▶ [PROBLEM TO SOLVE]: Please rewrite the data below, swapping every "positive clicks" for "foreground clicks" and leaving everything else unchanged.
***** DATA SHOWN *****
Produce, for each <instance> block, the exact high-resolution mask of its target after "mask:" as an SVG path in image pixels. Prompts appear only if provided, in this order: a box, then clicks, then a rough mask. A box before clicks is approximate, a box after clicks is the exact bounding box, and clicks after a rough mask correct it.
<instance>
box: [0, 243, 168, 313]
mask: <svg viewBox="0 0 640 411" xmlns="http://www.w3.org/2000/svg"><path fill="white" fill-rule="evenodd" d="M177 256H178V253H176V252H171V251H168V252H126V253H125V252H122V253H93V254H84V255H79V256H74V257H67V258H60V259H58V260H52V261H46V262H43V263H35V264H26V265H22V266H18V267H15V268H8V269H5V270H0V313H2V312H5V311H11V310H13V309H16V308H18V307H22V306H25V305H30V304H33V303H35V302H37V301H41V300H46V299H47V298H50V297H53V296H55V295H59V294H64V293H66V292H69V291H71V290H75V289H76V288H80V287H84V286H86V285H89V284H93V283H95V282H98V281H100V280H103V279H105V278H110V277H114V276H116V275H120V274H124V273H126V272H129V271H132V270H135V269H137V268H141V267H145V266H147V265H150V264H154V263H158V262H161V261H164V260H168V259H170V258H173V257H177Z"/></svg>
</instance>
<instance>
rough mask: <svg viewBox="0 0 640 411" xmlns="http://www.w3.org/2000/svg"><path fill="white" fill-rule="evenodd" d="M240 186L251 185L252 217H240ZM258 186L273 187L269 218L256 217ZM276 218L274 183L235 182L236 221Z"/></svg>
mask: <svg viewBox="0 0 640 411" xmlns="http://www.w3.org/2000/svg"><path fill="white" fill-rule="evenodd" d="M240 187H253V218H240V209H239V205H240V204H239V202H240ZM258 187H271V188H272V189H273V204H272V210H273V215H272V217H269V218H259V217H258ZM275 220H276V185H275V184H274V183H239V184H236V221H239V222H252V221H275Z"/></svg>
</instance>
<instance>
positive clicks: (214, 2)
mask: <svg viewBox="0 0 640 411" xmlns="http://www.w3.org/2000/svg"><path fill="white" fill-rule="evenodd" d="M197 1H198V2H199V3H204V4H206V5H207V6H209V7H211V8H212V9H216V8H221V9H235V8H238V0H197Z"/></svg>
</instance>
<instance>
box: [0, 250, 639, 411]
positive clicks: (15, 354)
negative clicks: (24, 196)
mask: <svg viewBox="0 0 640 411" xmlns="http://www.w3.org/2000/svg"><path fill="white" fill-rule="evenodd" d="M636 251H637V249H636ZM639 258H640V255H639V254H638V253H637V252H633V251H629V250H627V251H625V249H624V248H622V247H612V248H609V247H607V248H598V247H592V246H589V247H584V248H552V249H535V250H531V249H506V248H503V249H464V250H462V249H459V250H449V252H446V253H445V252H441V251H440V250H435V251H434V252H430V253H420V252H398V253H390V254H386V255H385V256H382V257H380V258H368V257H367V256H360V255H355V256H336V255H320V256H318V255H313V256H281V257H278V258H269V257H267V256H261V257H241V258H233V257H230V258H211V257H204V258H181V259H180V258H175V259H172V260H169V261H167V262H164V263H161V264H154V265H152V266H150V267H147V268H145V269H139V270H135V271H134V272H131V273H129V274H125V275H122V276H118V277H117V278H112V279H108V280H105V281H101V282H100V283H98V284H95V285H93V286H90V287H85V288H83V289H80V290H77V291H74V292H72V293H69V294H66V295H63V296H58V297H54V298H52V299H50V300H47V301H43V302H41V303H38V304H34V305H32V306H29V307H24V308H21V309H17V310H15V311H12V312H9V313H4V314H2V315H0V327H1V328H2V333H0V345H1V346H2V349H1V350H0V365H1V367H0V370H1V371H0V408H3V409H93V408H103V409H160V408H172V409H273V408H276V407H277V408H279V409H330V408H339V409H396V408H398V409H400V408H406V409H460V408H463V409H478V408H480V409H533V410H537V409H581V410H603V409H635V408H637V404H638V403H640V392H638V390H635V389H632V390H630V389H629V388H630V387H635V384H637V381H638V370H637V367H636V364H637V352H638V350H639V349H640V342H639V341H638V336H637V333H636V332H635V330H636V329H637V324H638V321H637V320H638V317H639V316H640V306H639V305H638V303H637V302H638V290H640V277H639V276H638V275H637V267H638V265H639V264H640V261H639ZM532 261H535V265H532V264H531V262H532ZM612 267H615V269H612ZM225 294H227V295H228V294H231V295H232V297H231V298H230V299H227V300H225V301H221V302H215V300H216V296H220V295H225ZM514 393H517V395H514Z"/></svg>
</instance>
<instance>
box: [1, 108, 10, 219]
*****
▶ [EXPECTED ANSWER]:
Produce, for each <instance> block, the exact high-resolution mask of its target after "mask:" as an SVG path in image pixels. Prompts appear only if provided, in this order: a box, then clicks, then a rough mask. A box before clicks is approximate, a box after clicks is the exact bounding box, and clicks after a rough mask correct it.
<instance>
box: [0, 243, 168, 313]
mask: <svg viewBox="0 0 640 411" xmlns="http://www.w3.org/2000/svg"><path fill="white" fill-rule="evenodd" d="M177 256H178V253H176V252H171V251H168V252H126V253H125V252H122V253H93V254H84V255H79V256H74V257H67V258H60V259H58V260H52V261H46V262H43V263H35V264H26V265H22V266H18V267H15V268H8V269H5V270H0V313H2V312H5V311H11V310H13V309H16V308H18V307H22V306H25V305H30V304H33V303H35V302H37V301H41V300H46V299H47V298H50V297H53V296H55V295H59V294H64V293H66V292H69V291H71V290H75V289H76V288H80V287H84V286H86V285H89V284H93V283H95V282H98V281H100V280H103V279H105V278H110V277H114V276H116V275H120V274H124V273H126V272H129V271H132V270H135V269H137V268H141V267H145V266H147V265H150V264H154V263H158V262H161V261H164V260H168V259H170V258H173V257H177Z"/></svg>
</instance>
<instance>
rough mask: <svg viewBox="0 0 640 411" xmlns="http://www.w3.org/2000/svg"><path fill="white" fill-rule="evenodd" d="M240 186L251 185L252 217H240ZM258 186L273 187L269 218L256 217ZM276 218L274 183L235 182L236 221Z"/></svg>
mask: <svg viewBox="0 0 640 411" xmlns="http://www.w3.org/2000/svg"><path fill="white" fill-rule="evenodd" d="M240 187H253V218H240V209H239V205H240V204H239V202H240ZM258 187H271V188H272V189H273V204H272V210H273V215H272V217H269V218H259V217H258ZM275 220H276V185H275V184H274V183H239V184H236V221H239V222H252V221H275Z"/></svg>
</instance>
<instance>
foreground clicks: (214, 2)
mask: <svg viewBox="0 0 640 411" xmlns="http://www.w3.org/2000/svg"><path fill="white" fill-rule="evenodd" d="M197 1H198V2H199V3H204V4H206V5H207V6H209V7H211V8H212V9H216V8H221V9H235V8H238V0H197Z"/></svg>
</instance>
<instance>
box: [0, 250, 639, 411]
foreground clicks: (15, 354)
negative clicks: (24, 196)
mask: <svg viewBox="0 0 640 411" xmlns="http://www.w3.org/2000/svg"><path fill="white" fill-rule="evenodd" d="M636 251H637V249H636ZM639 258H640V255H639V254H638V253H637V252H633V251H629V250H627V251H625V249H624V248H622V247H612V248H609V247H607V248H598V247H592V246H589V247H584V248H552V249H535V250H531V249H506V248H503V249H464V250H462V249H459V250H449V252H446V253H445V252H441V251H440V250H435V251H434V252H430V253H420V252H398V253H390V254H386V255H385V256H382V257H380V258H368V257H367V256H360V255H355V256H336V255H320V256H318V255H313V256H281V257H278V258H269V257H267V256H261V257H241V258H233V257H230V258H211V257H204V258H181V259H180V258H175V259H172V260H169V261H167V262H164V263H161V264H154V265H152V266H150V267H147V268H145V269H139V270H135V271H134V272H131V273H129V274H125V275H122V276H118V277H117V278H112V279H108V280H105V281H101V282H100V283H98V284H95V285H93V286H90V287H85V288H83V289H80V290H77V291H74V292H72V293H69V294H66V295H63V296H58V297H54V298H52V299H50V300H47V301H43V302H41V303H38V304H34V305H32V306H29V307H24V308H21V309H17V310H15V311H12V312H9V313H4V314H2V315H0V327H1V328H2V333H0V345H1V346H2V349H1V350H0V365H1V367H0V370H1V371H0V408H3V409H93V408H103V409H160V408H172V409H273V408H276V407H277V408H279V409H330V408H339V409H396V408H398V409H400V408H406V409H460V408H463V409H478V408H480V409H533V410H537V409H581V410H603V409H635V408H637V404H638V403H640V392H638V390H635V389H632V390H630V389H629V388H630V387H635V384H637V381H638V370H637V367H636V364H637V352H638V350H639V349H640V342H639V341H638V336H637V333H636V332H635V330H636V329H637V324H638V321H637V320H638V317H639V316H640V306H639V305H638V303H637V302H638V290H640V277H639V276H638V275H637V267H638V265H639V264H640V261H639ZM532 261H535V265H532V264H531V262H532ZM612 267H615V269H612ZM225 294H227V295H228V294H231V295H232V297H231V298H230V299H227V300H225V301H221V302H215V300H216V296H220V295H225ZM514 393H517V395H514Z"/></svg>
</instance>
<instance>
box: [1, 108, 10, 219]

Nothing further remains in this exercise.